- _WHAT TO PRODUCE_:
Copy, from the data below, every line that has "cascading" in it.

[Dataset entries]

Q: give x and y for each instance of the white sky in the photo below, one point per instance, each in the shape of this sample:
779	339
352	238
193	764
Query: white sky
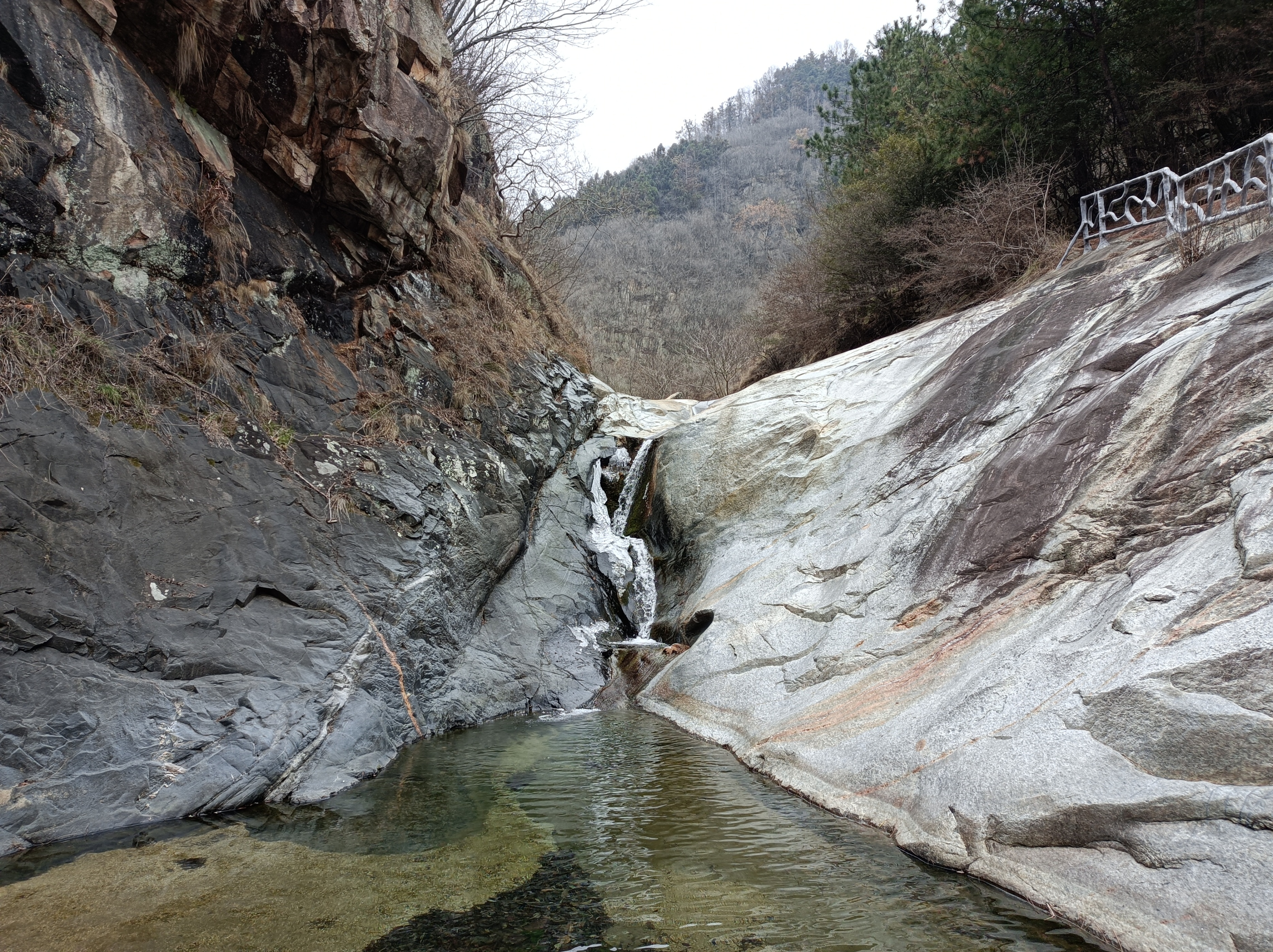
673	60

--

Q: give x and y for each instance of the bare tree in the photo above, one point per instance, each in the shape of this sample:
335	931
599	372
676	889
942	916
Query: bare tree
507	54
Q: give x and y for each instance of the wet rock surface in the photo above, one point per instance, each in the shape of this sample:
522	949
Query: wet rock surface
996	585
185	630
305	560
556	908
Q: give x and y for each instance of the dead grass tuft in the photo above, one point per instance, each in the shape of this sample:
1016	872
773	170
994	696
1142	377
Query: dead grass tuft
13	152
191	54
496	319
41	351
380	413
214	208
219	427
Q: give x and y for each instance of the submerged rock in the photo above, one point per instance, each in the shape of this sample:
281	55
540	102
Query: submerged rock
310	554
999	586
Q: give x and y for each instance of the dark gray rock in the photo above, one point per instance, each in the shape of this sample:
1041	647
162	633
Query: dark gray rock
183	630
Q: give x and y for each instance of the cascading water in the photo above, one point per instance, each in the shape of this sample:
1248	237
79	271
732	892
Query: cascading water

- _EXERCISE SOLUTION_:
Q: give x and y for each instance of the cascading water in the photo above, one point per instance, each in the shape of this sample:
Query: cascading water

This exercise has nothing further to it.